Content starts
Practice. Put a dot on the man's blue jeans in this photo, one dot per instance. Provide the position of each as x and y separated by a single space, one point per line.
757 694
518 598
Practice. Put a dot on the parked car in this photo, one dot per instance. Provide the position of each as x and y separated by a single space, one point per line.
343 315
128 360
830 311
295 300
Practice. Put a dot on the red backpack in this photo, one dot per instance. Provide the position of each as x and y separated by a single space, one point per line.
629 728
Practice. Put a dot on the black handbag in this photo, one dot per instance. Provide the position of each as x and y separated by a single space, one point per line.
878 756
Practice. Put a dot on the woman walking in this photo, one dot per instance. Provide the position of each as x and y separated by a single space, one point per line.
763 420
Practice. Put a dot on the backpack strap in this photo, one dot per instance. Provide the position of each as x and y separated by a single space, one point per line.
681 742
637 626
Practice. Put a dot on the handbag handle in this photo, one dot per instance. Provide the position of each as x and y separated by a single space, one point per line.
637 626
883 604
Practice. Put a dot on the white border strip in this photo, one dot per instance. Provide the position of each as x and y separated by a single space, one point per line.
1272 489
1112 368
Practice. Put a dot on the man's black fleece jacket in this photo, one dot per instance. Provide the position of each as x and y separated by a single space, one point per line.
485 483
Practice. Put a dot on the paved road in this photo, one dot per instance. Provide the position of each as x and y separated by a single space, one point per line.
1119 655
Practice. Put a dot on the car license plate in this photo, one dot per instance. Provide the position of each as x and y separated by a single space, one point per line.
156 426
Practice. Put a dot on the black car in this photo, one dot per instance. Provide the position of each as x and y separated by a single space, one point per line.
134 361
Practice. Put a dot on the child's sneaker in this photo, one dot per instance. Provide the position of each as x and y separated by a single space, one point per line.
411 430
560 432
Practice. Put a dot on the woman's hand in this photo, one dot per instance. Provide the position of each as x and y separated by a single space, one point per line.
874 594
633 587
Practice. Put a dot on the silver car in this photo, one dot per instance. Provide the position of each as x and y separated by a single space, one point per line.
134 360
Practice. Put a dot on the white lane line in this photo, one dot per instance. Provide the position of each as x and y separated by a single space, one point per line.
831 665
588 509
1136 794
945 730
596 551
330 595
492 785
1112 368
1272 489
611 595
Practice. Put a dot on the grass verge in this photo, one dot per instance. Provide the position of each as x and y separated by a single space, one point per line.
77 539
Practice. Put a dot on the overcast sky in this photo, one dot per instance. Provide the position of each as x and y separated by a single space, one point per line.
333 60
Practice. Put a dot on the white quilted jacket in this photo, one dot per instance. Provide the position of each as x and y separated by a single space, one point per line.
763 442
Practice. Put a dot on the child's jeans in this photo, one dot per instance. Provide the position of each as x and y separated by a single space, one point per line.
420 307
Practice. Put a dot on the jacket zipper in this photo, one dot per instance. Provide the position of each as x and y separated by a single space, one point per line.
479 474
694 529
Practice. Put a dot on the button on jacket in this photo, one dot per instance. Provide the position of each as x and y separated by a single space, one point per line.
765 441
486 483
Content ends
Each line of the data must be copied exactly as it appears.

__Answer for this exercise__
Practice. Put a dot on the man's blue jeans in this photo, one dot per instance. Provide the position of each as x and y separated by a single space, one point per line.
757 694
518 598
Practice. Put a dot on the parked car in this photo, one dot per instance. Provide the position of each as x and y separated by a single space, one point per line.
343 315
128 360
830 311
295 300
Practice. Put a dot on the red backpack in this photo, one dot per instance. Provide the position of each as x and y separated by a single space, one point per line.
629 728
Practice. Put a dot on the black handbag in this photo, one dot per instance. Provide the position of each as x and y separated by a single space, one point per line.
878 756
Practice. Put a dot on the woman walking in this photo, one dot per instance. Provide the position of each as x and y separated by a single space, one point per line.
763 420
Practice. Put a dot on the backpack strap in this photo, one dot per instance. Provide the position of each as x and y separated by a single space, one point per line.
681 742
637 626
Practice. Put a dot on the handbag handle in this photo, one dot per instance. Provide the position of each as x and y separated by a single space, one point per line.
637 626
883 604
Practice. Put a dot on the white border strip in this photo, one dot per instance. Provide the position of each as x and y separated by a single space, one point per line.
1272 489
1112 368
Practice. Put a dot on the man's black fleece jacket in this photo, one dot per instance. Provide the position of each as x and y separated by a single space, one point per line.
485 483
Practice. Put a dot on the paved road in this photo, one dot per instance. Provide the position of each as x and y separated by a single space, one point per line.
1119 655
Practice. Put a dot on the car license plate in this photo, one dot per instance. Provide the position of each as x and y separated by a single space, one point per line.
156 426
Practice. Put a dot on the black car in this photo, one dot per instance. Provide the position of each as x and y separated by a single space, one point per line.
134 361
Practice. Put a dot on the child's sneaker in this photo, one dot per instance. Provide the position of each as x and y separated by a single space, one point per line.
411 430
560 432
Practice. Put a dot on the woman's hand in this photo, one dot per instance. Provide the position of each as x and y separated by a single space, one point per line.
874 594
633 587
Practice. Put a dot on the silver car in this photo, one dot per instance. Provide the position of each as x and y separated by a single space, one point per line.
134 360
Practice. Put a dot on the white lane line in this photo, one dot per instance. Provide the position of each as x and y separated by a single space, one point per line.
831 665
588 509
1136 794
945 730
596 551
330 595
492 785
1112 368
1272 489
611 595
Practice. Put a dot on the grass verge in this photo, one dot per instance. Provide the position of each as x and y separated by a single space, one point per line.
77 539
Practice. Put a dot on the overcast sky in this photo, one dot per instance. Provide the position of each as x and y separated by a single space, one point per line.
333 60
Practice. Put a dot on the white quilted jacket in this photo, one dot per instance. Provide the position of each as x and y separated by a single space, one point per line.
763 442
Practice. Put a dot on the child's jeans in this photo, one dot per instance. Provide the position of each as x and y separated by a single space, one point per line.
420 307
Practice. Put a dot on the jacket zipper in this photo, one dot per instance. Provide the position of each as x and y separated by a single space, one point per line.
479 474
694 529
Practice. Put a dot on the button on jacket in this photo, one dot per instance. Provide the position of each as x and y separated by a single space, one point per line.
765 441
486 483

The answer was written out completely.